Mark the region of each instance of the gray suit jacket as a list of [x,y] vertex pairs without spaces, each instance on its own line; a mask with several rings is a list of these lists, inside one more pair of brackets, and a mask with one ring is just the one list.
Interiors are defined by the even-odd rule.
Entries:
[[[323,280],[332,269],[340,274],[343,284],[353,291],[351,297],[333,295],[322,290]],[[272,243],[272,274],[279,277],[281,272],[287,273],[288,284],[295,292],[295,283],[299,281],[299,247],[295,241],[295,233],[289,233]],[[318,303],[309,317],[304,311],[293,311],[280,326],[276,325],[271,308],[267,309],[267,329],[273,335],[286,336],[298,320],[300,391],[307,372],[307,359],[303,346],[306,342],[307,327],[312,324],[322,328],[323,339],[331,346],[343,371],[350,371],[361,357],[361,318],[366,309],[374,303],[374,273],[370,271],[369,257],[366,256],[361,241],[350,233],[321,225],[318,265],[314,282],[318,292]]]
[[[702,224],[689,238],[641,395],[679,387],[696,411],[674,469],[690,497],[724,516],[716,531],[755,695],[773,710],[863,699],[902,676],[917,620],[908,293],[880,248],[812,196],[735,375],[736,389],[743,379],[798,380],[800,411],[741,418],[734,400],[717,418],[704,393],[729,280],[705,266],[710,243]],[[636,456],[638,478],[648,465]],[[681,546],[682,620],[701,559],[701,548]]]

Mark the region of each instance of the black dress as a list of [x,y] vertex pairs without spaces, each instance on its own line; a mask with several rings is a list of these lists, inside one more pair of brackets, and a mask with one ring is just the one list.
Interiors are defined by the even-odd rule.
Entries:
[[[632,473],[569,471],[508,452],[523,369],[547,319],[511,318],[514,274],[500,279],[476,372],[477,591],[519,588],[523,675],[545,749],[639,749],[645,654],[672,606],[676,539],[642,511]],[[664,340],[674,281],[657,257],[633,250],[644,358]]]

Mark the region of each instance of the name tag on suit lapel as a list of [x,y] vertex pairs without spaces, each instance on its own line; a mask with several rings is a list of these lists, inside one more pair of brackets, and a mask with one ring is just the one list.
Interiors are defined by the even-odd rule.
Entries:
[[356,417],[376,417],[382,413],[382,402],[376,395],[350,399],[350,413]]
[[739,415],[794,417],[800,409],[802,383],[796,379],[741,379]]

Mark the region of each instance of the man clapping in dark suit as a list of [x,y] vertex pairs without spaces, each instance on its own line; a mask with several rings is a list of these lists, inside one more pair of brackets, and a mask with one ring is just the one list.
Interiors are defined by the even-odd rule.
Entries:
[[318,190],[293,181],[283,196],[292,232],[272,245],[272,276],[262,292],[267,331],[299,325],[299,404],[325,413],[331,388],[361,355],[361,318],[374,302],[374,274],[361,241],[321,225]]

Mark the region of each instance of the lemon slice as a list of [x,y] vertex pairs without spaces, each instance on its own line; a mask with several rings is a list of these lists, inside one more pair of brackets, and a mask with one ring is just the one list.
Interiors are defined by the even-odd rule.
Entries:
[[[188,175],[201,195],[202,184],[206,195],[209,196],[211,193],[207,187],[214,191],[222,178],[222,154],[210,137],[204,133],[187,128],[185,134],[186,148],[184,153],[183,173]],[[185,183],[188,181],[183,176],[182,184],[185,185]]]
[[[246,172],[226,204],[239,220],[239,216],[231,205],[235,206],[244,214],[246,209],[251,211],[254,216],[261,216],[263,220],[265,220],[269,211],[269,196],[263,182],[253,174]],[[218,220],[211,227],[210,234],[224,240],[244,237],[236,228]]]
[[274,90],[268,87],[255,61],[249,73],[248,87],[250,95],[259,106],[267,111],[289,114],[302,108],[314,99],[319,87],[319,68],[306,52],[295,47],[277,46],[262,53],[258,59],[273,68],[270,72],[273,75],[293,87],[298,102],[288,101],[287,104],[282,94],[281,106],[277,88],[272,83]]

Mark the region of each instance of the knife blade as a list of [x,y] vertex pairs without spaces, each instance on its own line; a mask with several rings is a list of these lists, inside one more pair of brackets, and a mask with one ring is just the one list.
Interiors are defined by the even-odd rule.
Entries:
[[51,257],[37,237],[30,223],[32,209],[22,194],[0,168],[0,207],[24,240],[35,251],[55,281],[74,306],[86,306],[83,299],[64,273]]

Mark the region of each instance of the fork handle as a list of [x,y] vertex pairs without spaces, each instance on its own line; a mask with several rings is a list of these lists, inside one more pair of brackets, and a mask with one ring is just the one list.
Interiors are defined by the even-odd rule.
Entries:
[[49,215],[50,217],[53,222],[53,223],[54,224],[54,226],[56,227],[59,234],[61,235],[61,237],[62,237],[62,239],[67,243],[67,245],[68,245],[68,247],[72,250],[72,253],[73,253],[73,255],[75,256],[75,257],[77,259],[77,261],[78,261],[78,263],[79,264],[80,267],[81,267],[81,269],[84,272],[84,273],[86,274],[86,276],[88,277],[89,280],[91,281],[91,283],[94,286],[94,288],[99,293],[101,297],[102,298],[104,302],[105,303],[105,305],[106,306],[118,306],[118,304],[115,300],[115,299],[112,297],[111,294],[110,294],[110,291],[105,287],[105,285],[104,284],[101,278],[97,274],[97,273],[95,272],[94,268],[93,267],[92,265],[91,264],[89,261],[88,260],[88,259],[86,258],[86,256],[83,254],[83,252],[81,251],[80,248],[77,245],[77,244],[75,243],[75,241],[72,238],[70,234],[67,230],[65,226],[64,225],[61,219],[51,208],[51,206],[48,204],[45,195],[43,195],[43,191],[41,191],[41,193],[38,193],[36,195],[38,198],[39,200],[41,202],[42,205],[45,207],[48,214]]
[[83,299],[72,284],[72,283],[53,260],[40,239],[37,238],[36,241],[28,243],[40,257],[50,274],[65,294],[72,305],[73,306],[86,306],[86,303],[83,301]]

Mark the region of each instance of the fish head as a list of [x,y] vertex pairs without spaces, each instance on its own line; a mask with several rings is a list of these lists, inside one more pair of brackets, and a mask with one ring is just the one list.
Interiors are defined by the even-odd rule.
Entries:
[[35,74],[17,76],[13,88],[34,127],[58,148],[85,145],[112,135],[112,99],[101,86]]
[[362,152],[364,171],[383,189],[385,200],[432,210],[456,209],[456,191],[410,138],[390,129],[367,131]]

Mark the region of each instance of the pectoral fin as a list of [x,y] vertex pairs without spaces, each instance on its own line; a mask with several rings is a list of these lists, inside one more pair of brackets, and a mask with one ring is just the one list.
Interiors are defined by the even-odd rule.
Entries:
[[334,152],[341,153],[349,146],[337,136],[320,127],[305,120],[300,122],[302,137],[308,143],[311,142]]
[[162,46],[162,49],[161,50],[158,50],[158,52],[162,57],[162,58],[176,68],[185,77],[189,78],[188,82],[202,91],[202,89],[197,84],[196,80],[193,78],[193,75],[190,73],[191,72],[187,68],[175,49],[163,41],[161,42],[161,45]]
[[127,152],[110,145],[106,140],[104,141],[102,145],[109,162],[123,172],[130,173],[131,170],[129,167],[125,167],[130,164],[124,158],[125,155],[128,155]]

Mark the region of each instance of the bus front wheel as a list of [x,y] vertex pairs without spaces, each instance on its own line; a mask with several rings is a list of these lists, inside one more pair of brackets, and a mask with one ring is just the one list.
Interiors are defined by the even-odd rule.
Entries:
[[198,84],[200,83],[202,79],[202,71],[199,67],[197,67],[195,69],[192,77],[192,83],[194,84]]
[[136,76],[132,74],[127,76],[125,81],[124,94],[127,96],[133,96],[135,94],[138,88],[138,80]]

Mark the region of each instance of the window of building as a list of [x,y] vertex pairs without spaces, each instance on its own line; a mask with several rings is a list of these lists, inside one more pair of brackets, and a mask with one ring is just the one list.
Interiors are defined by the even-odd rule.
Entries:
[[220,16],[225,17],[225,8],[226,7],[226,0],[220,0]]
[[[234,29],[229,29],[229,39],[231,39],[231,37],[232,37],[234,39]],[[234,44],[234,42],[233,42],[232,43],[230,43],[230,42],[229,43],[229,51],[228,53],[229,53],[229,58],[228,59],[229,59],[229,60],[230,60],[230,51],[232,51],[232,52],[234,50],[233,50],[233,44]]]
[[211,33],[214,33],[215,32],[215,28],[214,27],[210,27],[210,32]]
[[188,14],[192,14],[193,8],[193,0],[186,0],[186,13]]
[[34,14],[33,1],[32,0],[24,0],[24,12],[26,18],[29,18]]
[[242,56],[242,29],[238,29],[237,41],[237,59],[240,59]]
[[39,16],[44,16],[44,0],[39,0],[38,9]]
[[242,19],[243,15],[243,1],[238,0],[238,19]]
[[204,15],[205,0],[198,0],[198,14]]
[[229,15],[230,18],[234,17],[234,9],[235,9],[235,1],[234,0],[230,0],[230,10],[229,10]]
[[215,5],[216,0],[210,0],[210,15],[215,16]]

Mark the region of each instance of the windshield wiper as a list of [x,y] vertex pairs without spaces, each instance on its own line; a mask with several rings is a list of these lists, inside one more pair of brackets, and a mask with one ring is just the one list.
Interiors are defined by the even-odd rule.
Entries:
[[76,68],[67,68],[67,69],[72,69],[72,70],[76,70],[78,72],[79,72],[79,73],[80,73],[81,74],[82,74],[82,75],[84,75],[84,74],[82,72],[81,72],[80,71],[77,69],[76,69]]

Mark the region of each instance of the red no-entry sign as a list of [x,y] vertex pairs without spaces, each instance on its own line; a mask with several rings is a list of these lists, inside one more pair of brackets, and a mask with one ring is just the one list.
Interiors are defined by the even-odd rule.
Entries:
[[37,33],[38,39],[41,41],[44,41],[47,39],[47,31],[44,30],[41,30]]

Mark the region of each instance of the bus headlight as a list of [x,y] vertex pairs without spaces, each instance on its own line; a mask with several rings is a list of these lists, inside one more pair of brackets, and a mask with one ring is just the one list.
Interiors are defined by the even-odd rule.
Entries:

------

— Your task —
Copy the entries verbatim, starting at the line that contains "Mark the region of each instance of the name" and ending after the line that contains "[[739,415],[794,417],[800,409],[802,383],[796,379],[741,379]]".

— Completed exercise —
Mark the region of each instance of the name tag on suit lapel as a list of [x,y] vertex pairs without spaces, each instance on its own line; a mask with several rings is a list of these lists, inside one more pair of brackets, and a mask with one ring is just the one list.
Interiors are defined by the even-odd rule.
Entries:
[[356,417],[376,417],[382,413],[382,402],[376,395],[350,399],[350,413]]
[[739,415],[794,417],[800,409],[802,383],[796,379],[741,379]]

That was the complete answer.